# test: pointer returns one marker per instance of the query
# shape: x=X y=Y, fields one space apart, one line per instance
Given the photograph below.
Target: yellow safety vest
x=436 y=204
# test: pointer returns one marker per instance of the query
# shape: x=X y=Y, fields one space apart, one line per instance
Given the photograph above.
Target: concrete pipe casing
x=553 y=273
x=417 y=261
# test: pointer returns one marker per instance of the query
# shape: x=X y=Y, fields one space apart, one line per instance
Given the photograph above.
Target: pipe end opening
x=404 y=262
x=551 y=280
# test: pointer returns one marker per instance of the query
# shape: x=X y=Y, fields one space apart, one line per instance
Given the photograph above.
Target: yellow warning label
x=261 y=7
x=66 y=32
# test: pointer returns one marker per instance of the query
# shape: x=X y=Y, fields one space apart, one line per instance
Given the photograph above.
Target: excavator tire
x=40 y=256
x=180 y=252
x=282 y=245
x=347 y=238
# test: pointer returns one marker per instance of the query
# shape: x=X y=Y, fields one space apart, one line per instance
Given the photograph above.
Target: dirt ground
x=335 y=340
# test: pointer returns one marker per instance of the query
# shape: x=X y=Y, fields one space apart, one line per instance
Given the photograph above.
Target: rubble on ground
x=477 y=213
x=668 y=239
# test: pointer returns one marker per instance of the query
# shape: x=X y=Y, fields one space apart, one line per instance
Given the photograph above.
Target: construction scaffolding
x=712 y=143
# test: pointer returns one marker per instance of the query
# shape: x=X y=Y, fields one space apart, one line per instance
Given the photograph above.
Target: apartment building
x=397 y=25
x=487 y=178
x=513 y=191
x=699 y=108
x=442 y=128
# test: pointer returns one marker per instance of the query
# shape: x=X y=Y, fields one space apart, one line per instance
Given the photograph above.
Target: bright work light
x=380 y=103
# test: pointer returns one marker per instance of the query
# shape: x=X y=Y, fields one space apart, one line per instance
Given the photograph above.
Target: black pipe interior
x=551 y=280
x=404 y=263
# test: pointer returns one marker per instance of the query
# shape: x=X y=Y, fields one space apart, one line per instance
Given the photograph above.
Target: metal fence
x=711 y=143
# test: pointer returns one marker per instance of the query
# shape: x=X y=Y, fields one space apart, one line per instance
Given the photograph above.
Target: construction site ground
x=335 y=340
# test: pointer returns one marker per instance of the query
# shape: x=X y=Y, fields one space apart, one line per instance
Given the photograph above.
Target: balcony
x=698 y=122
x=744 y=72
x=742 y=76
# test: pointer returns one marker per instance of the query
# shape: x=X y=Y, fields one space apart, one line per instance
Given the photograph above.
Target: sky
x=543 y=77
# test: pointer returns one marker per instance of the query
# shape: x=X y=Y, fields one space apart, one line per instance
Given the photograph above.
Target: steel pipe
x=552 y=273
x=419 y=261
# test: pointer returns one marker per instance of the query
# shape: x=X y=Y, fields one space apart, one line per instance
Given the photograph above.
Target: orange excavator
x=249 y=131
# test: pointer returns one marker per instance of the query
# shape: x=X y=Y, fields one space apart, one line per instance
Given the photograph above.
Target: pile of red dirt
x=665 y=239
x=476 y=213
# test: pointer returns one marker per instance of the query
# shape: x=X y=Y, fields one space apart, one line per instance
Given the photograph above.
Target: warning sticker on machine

┄┄┄┄┄┄┄┄┄┄

Task prompt –
Return every entry above with nothing altered.

Answer to this exercise –
# test: pointer returns one marker per instance of the query
# shape: x=X y=Y, fields one space apart, one line per instance
Given the photograph below.
Target: yellow safety vest
x=436 y=204
# test: pointer returns one marker per instance of the query
# shape: x=X y=Y, fields one space apart, one line per instance
Given the photograph above.
Target: concrete pipe casing
x=553 y=273
x=417 y=261
# test: pointer returns one marker per instance of the query
# shape: x=X y=Y, fields one space apart, one line per instance
Given the photograph above.
Target: pipe end opening
x=404 y=262
x=551 y=280
# test: pointer returns one marker per instance of the query
# shape: x=X y=Y, fields one space apart, one line per instance
Given the photograph above.
Target: yellow warning label
x=261 y=7
x=66 y=32
# test: pointer returns one marker per instance of the query
# shape: x=X y=Y, fields one space apart, one line per instance
Given the photograph above.
Target: excavator tire
x=40 y=256
x=180 y=252
x=282 y=245
x=347 y=238
# test: pointer returns one marker per instance of the query
# shape: x=X y=Y, fields one space apart, one line per instance
Given the photograph above.
Target: dirt ground
x=335 y=340
# test: pointer returns one marker per instance of the query
# shape: x=X y=Y, fields one space apart, one line per instance
Given the photograph above.
Target: rubble on ground
x=477 y=213
x=668 y=239
# test: pointer returns one marker per instance of the query
# shape: x=X y=Y, fields one space apart, one line per instance
Given the photograph above.
Target: construction scaffolding
x=712 y=143
# test: pointer returns one marker per instance of the query
# shape: x=X y=Y, fields one space apart, one line per instance
Given the photograph above.
Target: apartment building
x=397 y=25
x=487 y=178
x=513 y=191
x=699 y=108
x=442 y=128
# test: pointer returns one marker per instance of the query
# shape: x=X y=Y, fields one space apart, one line per instance
Given the photograph above.
Target: bright work light
x=380 y=103
# test: pointer returns one marker per instance of the query
# shape: x=X y=Y, fields one space apart, one line per instance
Given the photograph above.
Target: black pipe interior
x=551 y=280
x=404 y=263
# test: pointer returns one marker per instance of the query
# shape: x=X y=Y, fields one space apart, one line per instance
Given the photograph above.
Target: metal fence
x=711 y=143
# test: pointer returns one marker per instance of the query
# shape: x=X y=Y, fields one space apart, one line per instance
Given the photograph above.
Target: construction site ground
x=335 y=340
# test: pointer returns one marker per instance of the query
# shape: x=X y=Y, fields one space apart, one line per instance
Given the photograph above.
Target: balcony
x=698 y=122
x=744 y=72
x=742 y=76
# test: pointer returns one marker per instance of the query
# shape: x=X y=Y, fields one space apart, one line per instance
Given the photograph above.
Target: sky
x=543 y=77
# test: pointer returns one marker per instance of the query
# shape: x=X y=Y, fields one space apart, one line per instance
Given the photograph above.
Target: steel pipe
x=552 y=273
x=419 y=261
# test: pointer returns one marker per instance of the query
# shape: x=X y=Y, fields one space apart, one line per instance
Given the photograph above.
Target: orange excavator
x=249 y=131
# test: pointer returns one marker per instance of the query
# shape: x=X y=Y, fields one space apart, one line per instance
Given the photograph above.
Target: pile of red dirt
x=665 y=239
x=476 y=213
# test: pointer returns one marker per instance of the query
# shape: x=X y=Y, fields one space apart, one line per instance
Given the photograph above.
Target: warning sticker on machine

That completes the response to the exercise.